**Document excerpt:**

Join us for Labour Pains, a group exhibition exploring how healthcare impacts and affects precarious workers with varying needs, access points, and abilities, in WAHC's Main Gallery.

Featuring the work of artists Sean Lee with Birdie Gerhl, Peter Morin, and Camila Salcedo. Curated by Emma Steen. Presented in partnership with Mayworks Festival of Working People and the Arts.

Exploring healthcare as a labour rights issue as it pertains to precarious workers, this exhibition asks when the body is the necessary tool for the creation, production, and dissemination of work, what are the challenges working people, especially professional artists, face while seeking care? How do they in turn find avenues of support within their own communities?

Presenting the work of Sean Lee with Birdie Gerhl, Peter Morin, and Camila Salcedo, Labour Pains looks at three themes that many workers face while attempting to navigate healthcare in this country: Privatization and financial strain of freelance employment; Indigenous relations to healthcare and living outside of urban centres; and disability, accessibility, and Crip politics.

**Given information:**
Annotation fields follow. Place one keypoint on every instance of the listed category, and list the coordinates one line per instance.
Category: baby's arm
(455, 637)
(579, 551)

--

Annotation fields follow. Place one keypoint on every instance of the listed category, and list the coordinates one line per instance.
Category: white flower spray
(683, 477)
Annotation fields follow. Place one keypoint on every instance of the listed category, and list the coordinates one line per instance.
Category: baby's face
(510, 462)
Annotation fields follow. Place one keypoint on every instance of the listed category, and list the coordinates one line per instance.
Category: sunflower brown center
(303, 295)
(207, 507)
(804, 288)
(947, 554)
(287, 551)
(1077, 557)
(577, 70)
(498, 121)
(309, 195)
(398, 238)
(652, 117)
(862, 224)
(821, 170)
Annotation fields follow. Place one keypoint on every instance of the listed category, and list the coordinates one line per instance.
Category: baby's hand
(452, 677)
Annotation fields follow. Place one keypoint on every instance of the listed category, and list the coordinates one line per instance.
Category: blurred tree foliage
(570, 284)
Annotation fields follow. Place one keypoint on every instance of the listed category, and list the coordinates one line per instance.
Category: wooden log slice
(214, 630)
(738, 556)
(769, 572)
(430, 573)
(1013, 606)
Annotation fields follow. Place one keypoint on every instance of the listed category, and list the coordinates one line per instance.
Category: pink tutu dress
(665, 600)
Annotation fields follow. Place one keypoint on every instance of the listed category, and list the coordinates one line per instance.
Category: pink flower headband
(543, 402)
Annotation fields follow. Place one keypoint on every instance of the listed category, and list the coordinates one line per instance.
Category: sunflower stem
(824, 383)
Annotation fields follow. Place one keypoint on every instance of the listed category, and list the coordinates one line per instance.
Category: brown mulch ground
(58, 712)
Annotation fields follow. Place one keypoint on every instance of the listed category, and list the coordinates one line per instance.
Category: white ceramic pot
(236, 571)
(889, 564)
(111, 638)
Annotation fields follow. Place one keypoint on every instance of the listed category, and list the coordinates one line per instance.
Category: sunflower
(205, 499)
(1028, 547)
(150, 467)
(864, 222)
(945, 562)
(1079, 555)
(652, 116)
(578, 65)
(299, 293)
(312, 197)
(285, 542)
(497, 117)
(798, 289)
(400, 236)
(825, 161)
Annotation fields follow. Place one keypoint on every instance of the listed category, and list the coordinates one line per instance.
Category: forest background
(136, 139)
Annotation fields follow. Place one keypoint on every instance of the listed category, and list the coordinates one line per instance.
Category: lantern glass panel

**Set problem:** Return the part of the exhibition text from "Presenting the work" up to and including "and Crip politics.", word for word. Please rely on the exhibition text alone and leave the items aside.

**Answer for the task:**
Presenting the work of Sean Lee with Birdie Gerhl, Peter Morin, and Camila Salcedo, Labour Pains looks at three themes that many workers face while attempting to navigate healthcare in this country: Privatization and financial strain of freelance employment; Indigenous relations to healthcare and living outside of urban centres; and disability, accessibility, and Crip politics.